Point-per-instance localization data:

--- START ---

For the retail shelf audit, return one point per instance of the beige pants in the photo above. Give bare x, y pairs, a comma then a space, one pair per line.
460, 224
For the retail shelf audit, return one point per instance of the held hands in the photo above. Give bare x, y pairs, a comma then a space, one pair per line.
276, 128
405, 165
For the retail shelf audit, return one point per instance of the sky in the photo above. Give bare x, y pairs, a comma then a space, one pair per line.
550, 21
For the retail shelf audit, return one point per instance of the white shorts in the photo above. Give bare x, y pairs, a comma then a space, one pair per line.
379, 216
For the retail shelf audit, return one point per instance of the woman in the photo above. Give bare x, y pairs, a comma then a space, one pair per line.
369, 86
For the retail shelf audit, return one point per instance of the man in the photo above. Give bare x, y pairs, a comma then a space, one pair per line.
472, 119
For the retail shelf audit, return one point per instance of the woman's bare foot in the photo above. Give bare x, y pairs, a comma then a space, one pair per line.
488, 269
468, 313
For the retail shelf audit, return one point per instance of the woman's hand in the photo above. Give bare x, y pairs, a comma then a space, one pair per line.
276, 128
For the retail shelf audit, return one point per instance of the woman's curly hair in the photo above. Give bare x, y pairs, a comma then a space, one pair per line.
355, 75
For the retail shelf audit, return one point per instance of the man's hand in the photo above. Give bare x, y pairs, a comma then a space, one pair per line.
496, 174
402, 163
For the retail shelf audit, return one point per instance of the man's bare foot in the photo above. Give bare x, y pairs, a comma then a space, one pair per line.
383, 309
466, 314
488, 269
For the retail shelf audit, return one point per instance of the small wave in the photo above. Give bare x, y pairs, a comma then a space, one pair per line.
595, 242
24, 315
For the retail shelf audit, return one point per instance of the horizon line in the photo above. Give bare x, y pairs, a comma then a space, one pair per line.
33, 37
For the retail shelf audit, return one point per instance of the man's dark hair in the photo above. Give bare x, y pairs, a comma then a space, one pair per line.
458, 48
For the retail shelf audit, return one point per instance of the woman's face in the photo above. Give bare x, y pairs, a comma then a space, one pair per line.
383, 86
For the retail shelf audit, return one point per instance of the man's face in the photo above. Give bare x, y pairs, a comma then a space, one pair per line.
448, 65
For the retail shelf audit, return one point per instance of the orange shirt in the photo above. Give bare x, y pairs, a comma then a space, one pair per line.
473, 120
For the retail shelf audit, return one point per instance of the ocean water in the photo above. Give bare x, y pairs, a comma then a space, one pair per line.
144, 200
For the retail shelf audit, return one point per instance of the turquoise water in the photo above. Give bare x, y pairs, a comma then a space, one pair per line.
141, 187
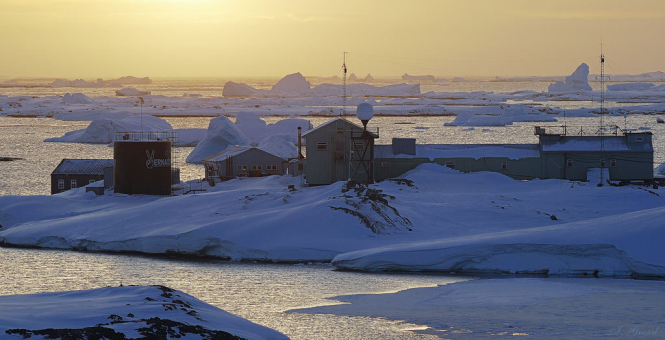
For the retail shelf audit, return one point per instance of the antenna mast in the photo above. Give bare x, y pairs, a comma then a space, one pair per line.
602, 112
344, 88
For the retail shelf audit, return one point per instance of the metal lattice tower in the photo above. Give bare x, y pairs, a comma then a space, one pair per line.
602, 112
344, 88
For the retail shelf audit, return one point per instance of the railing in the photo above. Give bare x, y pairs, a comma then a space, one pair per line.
147, 136
589, 130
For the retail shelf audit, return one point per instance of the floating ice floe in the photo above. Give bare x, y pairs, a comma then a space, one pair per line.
77, 98
630, 87
221, 134
501, 116
122, 313
130, 92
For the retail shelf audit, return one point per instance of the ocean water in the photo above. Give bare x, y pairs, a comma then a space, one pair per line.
24, 138
262, 293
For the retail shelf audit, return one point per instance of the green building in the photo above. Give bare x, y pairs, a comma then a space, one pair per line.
338, 151
335, 153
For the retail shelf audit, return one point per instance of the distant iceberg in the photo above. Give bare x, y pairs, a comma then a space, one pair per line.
576, 82
130, 91
408, 77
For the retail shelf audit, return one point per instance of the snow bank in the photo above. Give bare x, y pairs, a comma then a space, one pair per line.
121, 312
252, 126
77, 98
102, 131
433, 218
130, 91
232, 89
578, 81
630, 87
506, 115
221, 134
604, 246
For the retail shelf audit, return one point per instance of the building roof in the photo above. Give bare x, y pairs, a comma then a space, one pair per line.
593, 144
82, 166
234, 151
475, 151
335, 121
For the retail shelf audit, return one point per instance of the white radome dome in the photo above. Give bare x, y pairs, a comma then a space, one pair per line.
365, 111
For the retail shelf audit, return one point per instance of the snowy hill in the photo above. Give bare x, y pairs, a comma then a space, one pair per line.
121, 313
431, 210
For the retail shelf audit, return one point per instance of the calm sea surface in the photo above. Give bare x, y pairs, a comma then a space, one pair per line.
24, 138
260, 292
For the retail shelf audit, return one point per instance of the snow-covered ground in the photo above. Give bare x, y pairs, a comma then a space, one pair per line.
556, 308
129, 312
433, 218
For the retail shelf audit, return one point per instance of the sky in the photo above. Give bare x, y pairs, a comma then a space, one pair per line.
266, 38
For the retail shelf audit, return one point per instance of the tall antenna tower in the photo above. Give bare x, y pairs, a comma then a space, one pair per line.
344, 88
602, 112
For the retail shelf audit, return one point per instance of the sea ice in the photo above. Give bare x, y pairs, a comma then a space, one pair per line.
121, 313
576, 82
221, 134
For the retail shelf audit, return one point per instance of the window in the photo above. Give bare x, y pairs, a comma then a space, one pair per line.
358, 146
339, 151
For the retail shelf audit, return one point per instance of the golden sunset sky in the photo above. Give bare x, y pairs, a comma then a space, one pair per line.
225, 38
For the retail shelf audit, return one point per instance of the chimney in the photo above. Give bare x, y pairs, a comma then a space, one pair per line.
300, 143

--- END ---

Required action:
The answer must be an exact copy of the records, with no pictures in it.

Reply to the exercise:
For the retail shelf audit, return one point per instance of the beige pants in the photo above. Give bare x, y pairs, a comma then a space, one pair per line.
460, 224
For the retail shelf audit, return one point per instance of the held hands in the photo above. Give bare x, y pairs, a comma then a space, one pair per line.
276, 128
405, 165
For the retail shelf audit, return one point per instance of the sky in the photo above. Give bare x, y pairs, a comma then a space, one pair per line.
550, 21
For the retail shelf audit, return one point per instance of the white shorts in the photo above. Give bare x, y pairs, a comma then a space, one pair per line.
379, 216
For the retail shelf audit, return one point per instance of the woman in the photo above. Give bare x, y pairs, a comma then a space, one pair per line.
369, 86
For the retail shelf audit, return one point per instance of the man in the photo above. Give bare x, y pairs, a comma then a space, one pair per line.
472, 119
For the retail shelf audit, return one point per instance of the woman's bare foot in the photo above. Give bare x, y pairs, a comma then a space, one pair per line.
488, 269
468, 313
For the retail shelf audit, return one point per instance of the woman's hand in the photo above. Give bare x, y pairs, a comma then a space, one pair per line.
276, 128
For the retail shelf audit, return one point per instance of the woman's curly hair in the photo above. Give bare x, y pairs, a comma then a space, one pair per line.
355, 75
For the retail shelf audit, return one point per instance of the man's hand in the photo above. Give bare x, y pairs, a comma then a space, one pair per line.
496, 174
402, 163
For the retail shelf audit, return one point per instance of the man's bare foot in the photo above. Give bare x, y pairs, a comma then a space, one pair per line.
383, 309
466, 314
488, 269
For the retail shelf audit, return one point per instance of the small wave in the photo above. Give bare x, y pairs, a comma then a space, one pair per line.
595, 242
24, 315
For the retail shelf audit, return one point per instance of the horizon line in the photo above. Give bare x, y pairs, a comma then a space, one pair per line.
33, 37
For the retail shelf audit, return one point per instance of the man's dark hair in the photo above. Give bare x, y pairs, a comma then a space, one pair per line.
458, 48
For the retail shelf audit, return one point per instance of the woman's face in the photo above. Give bare x, y pairs, a comma then a space, one pair per line.
383, 86
For the retail shelf audit, return one point per instance of the man's face in the photo above. Give bare x, y pairs, a comma then a space, one pair per line.
448, 65
For the retail shelf audit, return one point per instance of the orange shirt in the photo above. Give bare x, y pairs, a comma then a space, one pair per line.
473, 120
For the retail shelf audit, return one point per instance of the ocean water in the photo above. Give bare x, y pairs, a comma then a space, one pair per line.
144, 200
For the retail shelf audit, return one point per instance of the turquoise water in the photo above. Give bare x, y pairs, a comma then a space, one pair per line.
141, 187
For the retail shelf audit, return one point per instance of the antenna mast in the photo above. Give bare x, y pairs, a comma then a space, one pair per line.
602, 112
344, 88
For the retail shelf audit, return one point per instance of the metal lattice tower in the photo above. Give bare x, y pairs, a comma then a space, one pair per line.
602, 112
344, 88
For the retail shelf audit, return one point per instance of the railing in the photo above. Give bare x, y pairs, a comma then a space, one pair per line.
147, 136
589, 130
For the retail shelf audit, return one point per instance of the floating ice floe in the photo above. Give bare x, y pairs, a comma then a space, one pair per line.
77, 98
630, 87
221, 134
501, 116
122, 313
130, 92
For the retail shelf audit, return one point per instance of the ocean water in the photo above. Give bare x, y pairs, a comma then a space, one pair per line.
24, 138
262, 293
For the retail shelf audit, return one point per instance of the green building in the photo above. Give bare x, y pairs, a comma then a space, one pair per line.
338, 151
335, 153
For the retail shelf audit, return one point per instance of the distant iceberg in the photo above. Give bare x, y pairs, a comma then a space, one pair per line.
576, 82
130, 91
408, 77
For the retail shelf audit, return one point per instance of the snow bank in the photo above. Give bare x, y pairs, a comma then a space, one pair per line.
121, 312
252, 126
77, 98
102, 131
433, 218
130, 91
232, 89
578, 81
630, 87
506, 115
221, 134
604, 246
For the retail shelf audit, return one point per instance of the building roof in the photo above. Give bare x, y pairs, a comma then a space, one pair per line.
593, 144
82, 166
234, 151
475, 151
335, 121
For the retail shelf audit, return one point per instance of the white radome dome in the photo above. Give bare x, y pairs, a comma then a space, one pair per line.
365, 111
For the retail shelf audit, return one point per instance of the snowy hill in the photo above. Give bare x, y pairs, a comma then a space, one pair per line.
121, 313
431, 210
For the retail shelf audit, return one point per instance of the calm sea surface in the photo above. Give bare x, y pairs, a comma then a space, one pair per line.
24, 138
260, 292
For the retail shelf audit, return one point per instance of the snow-covered ground in the photo above. Give bare x, y pairs, a comma then a space, one pair per line.
556, 308
129, 312
433, 218
For the retail shelf audit, return one point per instance of the sky in the photo above. Give bare x, y pairs, a comma then a space, one pair per line.
266, 38
For the retail shelf audit, return one point per instance of the tall antenna tower in the photo above. Give bare x, y pairs, a comma then a space, one pair per line.
344, 88
602, 112
For the retail shelf audit, return one point per instance of the sea ice in the photo above. Give bare x, y pairs, a comma then a space, one pair per line.
121, 313
576, 82
221, 134
For the retail shelf audit, return one point per instance of the window in the photo above. Give bare x, y pairs, a comma then a space, one pair per line.
358, 146
339, 151
For the retail shelf audit, return one point per instance of the golden sunset sky in the photo above. Give bare x, y pairs, a comma then a space, one pair per line.
225, 38
For the retail shelf audit, return one point per instance of the chimney in the photo above. Give bare x, y pairs, a comma then a space, one pair per line.
300, 143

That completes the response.